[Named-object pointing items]
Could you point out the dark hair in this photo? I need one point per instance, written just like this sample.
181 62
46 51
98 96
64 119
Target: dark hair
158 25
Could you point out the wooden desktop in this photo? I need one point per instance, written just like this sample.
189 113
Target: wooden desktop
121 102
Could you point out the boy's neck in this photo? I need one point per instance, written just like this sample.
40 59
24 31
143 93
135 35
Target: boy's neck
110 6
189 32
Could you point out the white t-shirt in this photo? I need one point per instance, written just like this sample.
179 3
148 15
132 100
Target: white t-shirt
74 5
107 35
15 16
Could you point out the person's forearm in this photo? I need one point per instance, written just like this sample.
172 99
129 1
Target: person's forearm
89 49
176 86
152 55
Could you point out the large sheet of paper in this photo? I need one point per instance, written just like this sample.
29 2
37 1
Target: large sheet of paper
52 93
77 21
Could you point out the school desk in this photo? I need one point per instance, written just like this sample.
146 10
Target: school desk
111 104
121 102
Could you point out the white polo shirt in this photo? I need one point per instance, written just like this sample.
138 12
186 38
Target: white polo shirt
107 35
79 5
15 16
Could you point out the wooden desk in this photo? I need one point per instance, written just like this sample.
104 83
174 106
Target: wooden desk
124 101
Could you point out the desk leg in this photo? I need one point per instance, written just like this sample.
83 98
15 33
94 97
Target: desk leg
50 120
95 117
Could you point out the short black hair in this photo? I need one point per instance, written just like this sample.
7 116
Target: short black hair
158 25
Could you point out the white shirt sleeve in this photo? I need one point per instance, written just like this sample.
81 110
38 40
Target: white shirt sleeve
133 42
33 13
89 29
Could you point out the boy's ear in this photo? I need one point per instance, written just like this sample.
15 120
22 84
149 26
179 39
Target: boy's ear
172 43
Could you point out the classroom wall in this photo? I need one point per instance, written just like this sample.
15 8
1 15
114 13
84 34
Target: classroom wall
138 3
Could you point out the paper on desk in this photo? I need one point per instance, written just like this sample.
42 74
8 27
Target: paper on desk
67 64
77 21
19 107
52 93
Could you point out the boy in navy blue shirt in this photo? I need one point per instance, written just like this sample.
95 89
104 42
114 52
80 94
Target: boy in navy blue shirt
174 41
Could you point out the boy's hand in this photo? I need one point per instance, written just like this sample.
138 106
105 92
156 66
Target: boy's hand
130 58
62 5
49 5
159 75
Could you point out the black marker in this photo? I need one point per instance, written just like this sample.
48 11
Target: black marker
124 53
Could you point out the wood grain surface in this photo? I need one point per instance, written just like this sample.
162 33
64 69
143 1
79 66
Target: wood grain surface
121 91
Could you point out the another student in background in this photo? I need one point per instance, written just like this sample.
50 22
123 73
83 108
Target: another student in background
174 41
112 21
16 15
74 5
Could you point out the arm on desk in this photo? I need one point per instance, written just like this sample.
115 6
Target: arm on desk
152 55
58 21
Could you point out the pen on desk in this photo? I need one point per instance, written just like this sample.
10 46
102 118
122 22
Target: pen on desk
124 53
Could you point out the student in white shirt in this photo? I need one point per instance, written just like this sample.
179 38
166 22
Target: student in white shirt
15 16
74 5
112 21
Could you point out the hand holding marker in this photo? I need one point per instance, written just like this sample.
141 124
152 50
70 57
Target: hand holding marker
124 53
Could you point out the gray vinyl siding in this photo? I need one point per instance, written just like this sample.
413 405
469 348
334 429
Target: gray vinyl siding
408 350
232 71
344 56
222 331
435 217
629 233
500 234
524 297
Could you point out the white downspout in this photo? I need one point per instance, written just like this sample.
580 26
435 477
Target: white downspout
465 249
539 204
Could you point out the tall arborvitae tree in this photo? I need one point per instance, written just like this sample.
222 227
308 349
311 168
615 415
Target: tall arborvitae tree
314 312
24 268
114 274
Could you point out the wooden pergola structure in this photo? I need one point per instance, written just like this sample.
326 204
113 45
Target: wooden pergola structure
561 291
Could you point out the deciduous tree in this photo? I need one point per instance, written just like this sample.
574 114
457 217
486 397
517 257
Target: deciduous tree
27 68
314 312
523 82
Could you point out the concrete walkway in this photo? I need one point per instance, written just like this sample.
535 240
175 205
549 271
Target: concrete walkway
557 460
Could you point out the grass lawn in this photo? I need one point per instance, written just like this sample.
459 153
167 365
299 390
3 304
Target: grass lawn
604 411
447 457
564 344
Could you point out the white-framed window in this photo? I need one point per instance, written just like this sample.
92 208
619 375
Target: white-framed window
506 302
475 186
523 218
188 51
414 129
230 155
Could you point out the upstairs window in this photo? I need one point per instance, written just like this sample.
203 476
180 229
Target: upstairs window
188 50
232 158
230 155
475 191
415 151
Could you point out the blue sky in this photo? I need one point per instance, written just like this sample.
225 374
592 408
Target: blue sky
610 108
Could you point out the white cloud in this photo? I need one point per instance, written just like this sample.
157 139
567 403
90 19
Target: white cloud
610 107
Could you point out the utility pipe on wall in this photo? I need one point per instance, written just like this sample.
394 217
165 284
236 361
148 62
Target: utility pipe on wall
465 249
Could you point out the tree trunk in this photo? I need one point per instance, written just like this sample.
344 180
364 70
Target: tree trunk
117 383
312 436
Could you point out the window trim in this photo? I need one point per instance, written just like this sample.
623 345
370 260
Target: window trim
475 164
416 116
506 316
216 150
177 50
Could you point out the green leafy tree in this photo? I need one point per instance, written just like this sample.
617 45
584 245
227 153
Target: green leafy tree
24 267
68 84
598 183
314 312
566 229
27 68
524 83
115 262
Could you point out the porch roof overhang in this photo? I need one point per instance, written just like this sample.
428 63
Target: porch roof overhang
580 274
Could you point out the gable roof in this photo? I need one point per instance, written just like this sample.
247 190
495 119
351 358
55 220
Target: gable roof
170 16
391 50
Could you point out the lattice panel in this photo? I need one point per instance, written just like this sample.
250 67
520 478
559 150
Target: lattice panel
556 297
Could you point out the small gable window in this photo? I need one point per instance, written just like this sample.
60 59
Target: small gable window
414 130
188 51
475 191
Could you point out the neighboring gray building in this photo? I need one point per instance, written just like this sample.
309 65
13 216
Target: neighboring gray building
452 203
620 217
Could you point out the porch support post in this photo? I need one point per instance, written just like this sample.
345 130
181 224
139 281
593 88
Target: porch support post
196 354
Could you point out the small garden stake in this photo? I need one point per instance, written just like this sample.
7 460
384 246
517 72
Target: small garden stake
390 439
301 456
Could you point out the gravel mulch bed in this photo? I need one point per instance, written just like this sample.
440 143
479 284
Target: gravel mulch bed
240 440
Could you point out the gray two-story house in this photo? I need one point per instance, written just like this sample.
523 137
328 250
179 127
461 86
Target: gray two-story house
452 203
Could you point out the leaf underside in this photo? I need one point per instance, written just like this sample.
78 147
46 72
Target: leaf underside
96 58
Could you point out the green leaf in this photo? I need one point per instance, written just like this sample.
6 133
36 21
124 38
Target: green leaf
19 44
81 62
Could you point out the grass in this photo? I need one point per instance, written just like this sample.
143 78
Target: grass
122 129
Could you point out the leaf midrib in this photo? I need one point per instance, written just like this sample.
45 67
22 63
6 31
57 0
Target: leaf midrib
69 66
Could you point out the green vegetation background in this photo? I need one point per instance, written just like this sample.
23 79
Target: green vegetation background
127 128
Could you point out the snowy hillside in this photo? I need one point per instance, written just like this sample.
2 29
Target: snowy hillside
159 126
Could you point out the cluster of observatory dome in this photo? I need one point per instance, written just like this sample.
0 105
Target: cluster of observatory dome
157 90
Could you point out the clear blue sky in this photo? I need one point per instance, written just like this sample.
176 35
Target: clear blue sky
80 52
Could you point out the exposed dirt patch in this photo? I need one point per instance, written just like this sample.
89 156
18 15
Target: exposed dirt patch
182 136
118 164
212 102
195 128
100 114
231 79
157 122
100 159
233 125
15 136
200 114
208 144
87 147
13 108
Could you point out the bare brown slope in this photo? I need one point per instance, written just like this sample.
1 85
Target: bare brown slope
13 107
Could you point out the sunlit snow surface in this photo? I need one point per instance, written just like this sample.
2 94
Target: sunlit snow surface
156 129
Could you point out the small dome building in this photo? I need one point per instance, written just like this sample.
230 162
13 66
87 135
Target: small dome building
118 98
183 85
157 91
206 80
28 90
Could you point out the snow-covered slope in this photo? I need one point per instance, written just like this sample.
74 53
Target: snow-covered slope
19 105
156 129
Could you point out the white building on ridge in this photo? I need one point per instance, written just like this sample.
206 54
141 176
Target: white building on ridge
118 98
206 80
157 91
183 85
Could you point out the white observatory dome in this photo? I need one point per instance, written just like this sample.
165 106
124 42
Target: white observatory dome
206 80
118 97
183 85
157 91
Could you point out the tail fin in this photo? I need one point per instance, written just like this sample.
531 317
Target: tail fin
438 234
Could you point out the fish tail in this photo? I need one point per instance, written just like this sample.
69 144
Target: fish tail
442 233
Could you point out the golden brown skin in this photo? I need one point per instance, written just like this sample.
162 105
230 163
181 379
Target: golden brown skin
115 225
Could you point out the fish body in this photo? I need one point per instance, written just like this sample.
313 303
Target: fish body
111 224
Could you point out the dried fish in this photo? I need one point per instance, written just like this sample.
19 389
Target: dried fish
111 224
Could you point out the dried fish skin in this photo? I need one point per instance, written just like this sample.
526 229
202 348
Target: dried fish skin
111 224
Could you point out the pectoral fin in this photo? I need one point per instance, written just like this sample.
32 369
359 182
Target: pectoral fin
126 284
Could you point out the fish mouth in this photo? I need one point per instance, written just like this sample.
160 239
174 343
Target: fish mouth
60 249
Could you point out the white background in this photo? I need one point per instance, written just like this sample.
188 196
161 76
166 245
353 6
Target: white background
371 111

◆ EXERCISE AIM
Update the items from the line with "Could you point out the fish body" through the end of the items, replacing "dried fish" with "smoked fish" and leaving everything else unchanged. Give back only those lines.

◆ SOLUTION FOR THIS EXERCISE
Could you point out the fish body in this photo? I need one point per instance, written just like this sample.
313 303
Target: fish body
111 224
Could you point out the smoked fish in this photo? I need one point per instance, written just like this sample.
19 389
Target: smoked fish
111 224
Could you point out the smoked fish skin in this photo? I need one point per instance, written just like this sample.
526 229
202 348
Target: smoked fish skin
111 224
Could you point out the pectoral fin in this photo? I need one point per instance, written just like this sample.
32 369
359 182
Target: pectoral fin
126 284
Could you point out the fish mouth in this photo? I need one point per instance, written just like this sample.
160 239
174 343
Target: fish mouth
60 249
Could you point out the white background in this photo? I need one point per instance, written just like this sample.
188 196
161 76
166 245
353 6
Target: white background
371 111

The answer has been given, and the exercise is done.